◆ **OBJETIVO DA TAREFA**
Prossiga o trecho sobre o processo contra jornalistas no Vaticano, começando logo após a última frase que aparece nele.

◆ **TRECHO APRESENTADO**

Haveria algum motivo legítimo para se trazer um jornalista a julgamento?
Um caso legítimo poderia ser perpetrado contra um jornalista que usasse da violência física contra um empregado no intuito de obter documentos. O mais próximo que chegou a isso, neste caso do Vaticano, foi uma ameaça vaga por parte do esposo de Chaouqui, quem enviou um e-mail a Lucia V. Balta dizendo: “Tenha cuidado ao humilhá-la porque isso pode ser perigoso dado os contatos que ela tem”. Este e-mail, porém, não envolvia documentos.
E quanto à chantagem?
Se um jornalista tem uma foto de um monsenhor do Vaticano dançando sobre uma mesa num bar gay, o clérigo poderia ser chantageado a fornecer informações. De novo, foi Chaouqui, e não os jornalistas, quem apareceu estar ameaçando o seu colega, Vallejo Balda: “Vou destruí-lo em todos os jornais e o senhor sabe que eu posso fazer isso”.
Subornar funcionários é um outro problema. Se todo jornalista que levasse um colaborador do Vaticano a um jantar fosse processado, a sala de imprensa desta cidade-Estado estaria vazia.
Em todo caso, nada disso foi alegado contra os jornalistas. O tribunal chegou à decisão acertada, mas o caso nunca deveria ter sido levado a cabo.
Na maior parte das situações, a maneira correta de lidar com jornalistas é através de organizações profissionais, que podem repreendê-los por violar a ética profissional jornalística, ou por meio da Sala de Imprensa da Santa Sé, que pode negar privilégios de imprensa a infratores.
E quanto aos funcionários?
Certamente qualquer organização tem o direito de estabelecer regras próprias sobre o vazamento de documentos à imprensa e ao público. Se documentos são vazados, funcionários podem ser disciplinados e mesmo demitidos. Se segredos comerciais ou informações confidenciais são roubados, aqui pode estar envolvido um crime real.
Se aqueles documentos vazados pertencessem a uma diocese, ninguém afirmaria que tivesse havido um crime. Poucos teriam feito objeções se estes colaboradores do Vaticano tivessem sido demitidos.

◆ **REGISTROS DE DADOS**
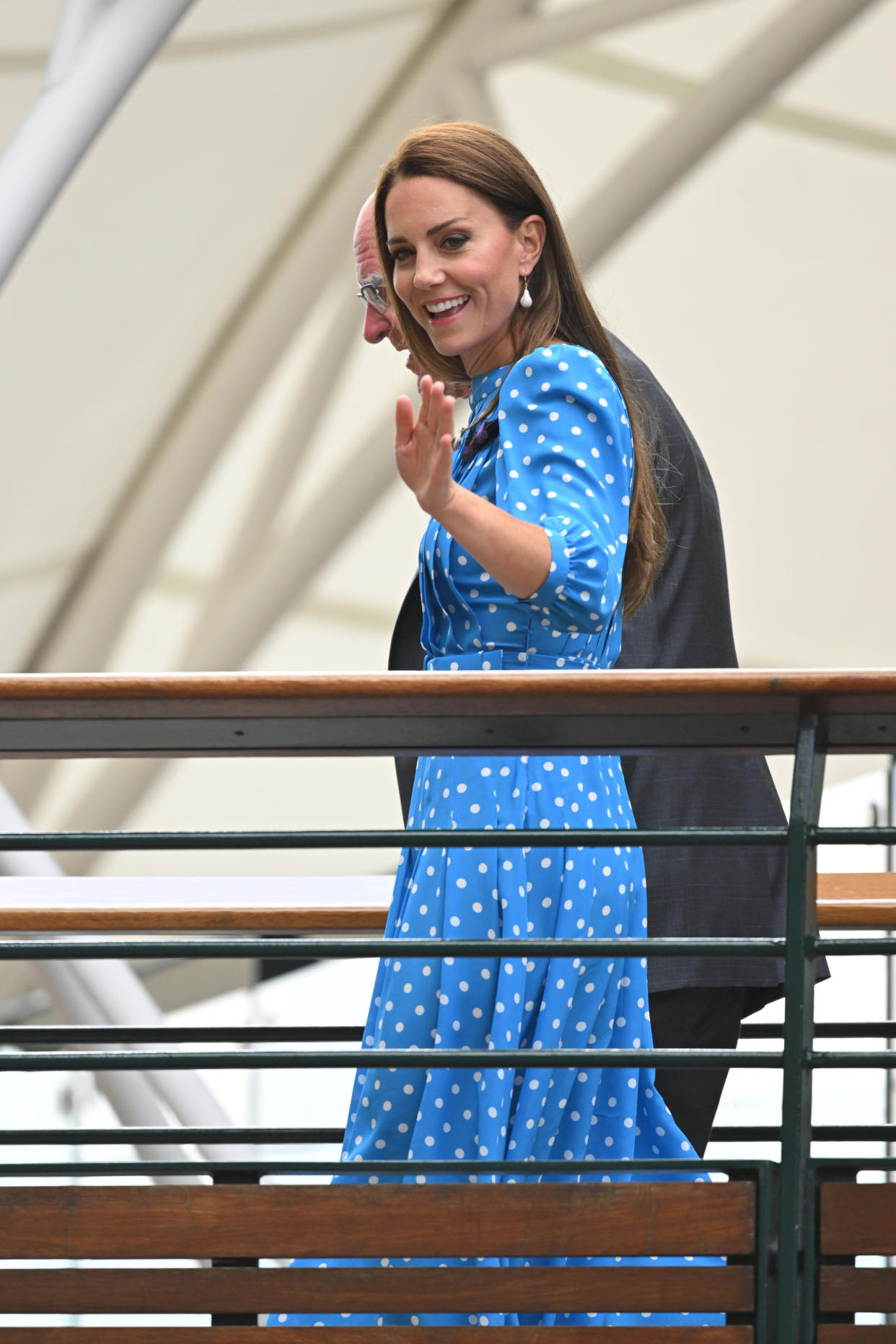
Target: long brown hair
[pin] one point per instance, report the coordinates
(484, 162)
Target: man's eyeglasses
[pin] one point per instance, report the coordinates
(375, 294)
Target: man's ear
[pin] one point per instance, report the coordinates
(531, 233)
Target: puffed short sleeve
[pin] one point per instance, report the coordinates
(565, 461)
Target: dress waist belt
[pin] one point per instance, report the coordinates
(506, 660)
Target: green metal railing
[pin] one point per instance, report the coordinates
(473, 714)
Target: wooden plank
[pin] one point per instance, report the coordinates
(194, 920)
(857, 1219)
(846, 1289)
(237, 714)
(848, 1335)
(857, 900)
(293, 905)
(391, 1335)
(454, 1289)
(176, 1222)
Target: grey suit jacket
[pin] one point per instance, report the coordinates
(685, 623)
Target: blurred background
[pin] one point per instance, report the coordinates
(196, 442)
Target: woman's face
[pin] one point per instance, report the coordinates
(458, 266)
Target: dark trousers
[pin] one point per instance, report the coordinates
(706, 1019)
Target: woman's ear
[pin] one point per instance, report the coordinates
(531, 233)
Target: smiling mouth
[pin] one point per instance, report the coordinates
(447, 308)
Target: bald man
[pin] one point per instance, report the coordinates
(685, 623)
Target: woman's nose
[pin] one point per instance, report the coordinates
(429, 272)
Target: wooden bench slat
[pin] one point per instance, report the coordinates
(394, 1335)
(846, 1289)
(857, 1219)
(179, 1222)
(454, 1289)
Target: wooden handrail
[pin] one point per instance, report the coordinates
(353, 714)
(141, 905)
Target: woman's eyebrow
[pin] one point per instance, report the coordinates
(436, 229)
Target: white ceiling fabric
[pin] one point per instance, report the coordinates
(180, 317)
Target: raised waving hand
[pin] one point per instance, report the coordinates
(423, 445)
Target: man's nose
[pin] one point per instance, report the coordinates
(377, 325)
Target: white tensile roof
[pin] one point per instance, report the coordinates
(196, 449)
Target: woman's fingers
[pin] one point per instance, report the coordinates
(447, 418)
(426, 395)
(403, 421)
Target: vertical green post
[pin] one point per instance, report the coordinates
(799, 990)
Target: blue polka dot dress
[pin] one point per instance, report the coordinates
(556, 452)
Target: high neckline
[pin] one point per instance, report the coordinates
(484, 387)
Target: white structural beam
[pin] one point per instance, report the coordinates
(532, 37)
(739, 88)
(260, 596)
(110, 993)
(76, 20)
(98, 54)
(289, 434)
(253, 338)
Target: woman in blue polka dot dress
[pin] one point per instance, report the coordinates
(543, 522)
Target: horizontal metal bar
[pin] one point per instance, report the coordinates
(871, 1164)
(226, 946)
(296, 1167)
(167, 1135)
(820, 1133)
(269, 1136)
(853, 835)
(851, 946)
(478, 839)
(774, 1029)
(851, 1058)
(31, 1037)
(143, 1059)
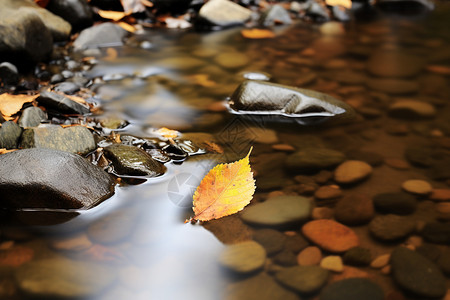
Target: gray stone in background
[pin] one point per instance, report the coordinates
(129, 160)
(23, 34)
(9, 135)
(59, 29)
(75, 139)
(103, 35)
(61, 104)
(77, 12)
(416, 274)
(224, 13)
(45, 178)
(32, 117)
(63, 278)
(9, 74)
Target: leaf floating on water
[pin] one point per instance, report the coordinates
(12, 104)
(225, 190)
(257, 33)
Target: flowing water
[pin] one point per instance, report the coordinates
(136, 245)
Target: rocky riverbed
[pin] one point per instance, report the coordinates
(105, 137)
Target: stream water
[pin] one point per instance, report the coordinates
(136, 245)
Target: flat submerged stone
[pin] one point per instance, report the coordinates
(278, 211)
(46, 178)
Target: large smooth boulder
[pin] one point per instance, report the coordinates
(45, 178)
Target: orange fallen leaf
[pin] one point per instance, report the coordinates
(257, 33)
(12, 104)
(167, 133)
(344, 3)
(225, 190)
(112, 15)
(127, 27)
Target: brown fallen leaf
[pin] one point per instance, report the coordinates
(225, 190)
(12, 104)
(256, 33)
(344, 3)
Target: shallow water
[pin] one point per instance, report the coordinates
(139, 234)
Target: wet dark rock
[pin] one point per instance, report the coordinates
(278, 211)
(77, 12)
(303, 279)
(314, 159)
(75, 139)
(103, 35)
(357, 256)
(354, 209)
(45, 178)
(437, 232)
(171, 6)
(68, 88)
(224, 13)
(394, 64)
(285, 258)
(276, 14)
(391, 227)
(61, 103)
(259, 287)
(10, 134)
(416, 274)
(32, 117)
(272, 240)
(405, 7)
(305, 106)
(62, 278)
(23, 34)
(129, 160)
(395, 203)
(9, 74)
(245, 257)
(352, 288)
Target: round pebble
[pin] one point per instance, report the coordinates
(391, 227)
(333, 263)
(352, 171)
(380, 261)
(309, 256)
(352, 288)
(303, 279)
(395, 203)
(417, 186)
(328, 192)
(330, 235)
(243, 257)
(354, 209)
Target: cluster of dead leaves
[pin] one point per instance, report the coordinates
(225, 190)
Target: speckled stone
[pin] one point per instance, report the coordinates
(352, 171)
(391, 227)
(243, 257)
(417, 274)
(417, 186)
(352, 288)
(303, 279)
(354, 209)
(330, 235)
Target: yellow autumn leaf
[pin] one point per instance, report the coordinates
(12, 104)
(344, 3)
(225, 190)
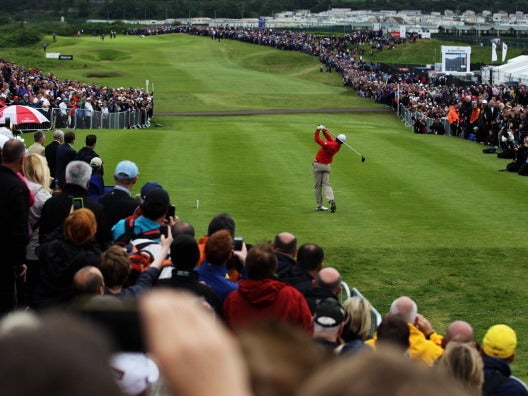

◆ **RESPOSTA ESCRITA**
Qualquer organização poderia ter feito o mesmo.
Aqui, no entanto, o Vaticano não estava agindo como uma organização qualquer, muito menos como uma igreja. Pelo contrário, agiu como um Estado, onde segredos estatais ou a segurança nacional estão envolvidos.
Será que o vazamento de um relatório interno sobre uma má administração financeira ameaça a segurança nacional do Estado da Cidade do Vaticano ou a Santa Sé? Não. Sejamos honestos. Um tal vazamento é somente embaraçoso. Na verdade, nem sequer é embaraçoso porque ele mostrou que o Vaticano estava, na realidade, tentando limpar as suas finanças.
Será que pode haver vazamentos verdadeiramente criminosos?
Com certeza, por exemplo: qualquer vazamento de planos que dizem respeito à segurança do papa ou do Vaticano seria criminoso. Vazar negociações diplomáticas delicadas poderia ser um ato criminoso se tal prática pôr em risco alguns países. Mesmo o vazamento de informações confidenciais num processo de licitação poderia igualmente ser classificado como criminoso, caso venha a permitir que um concorrente trapaceie o Vaticano num contrato.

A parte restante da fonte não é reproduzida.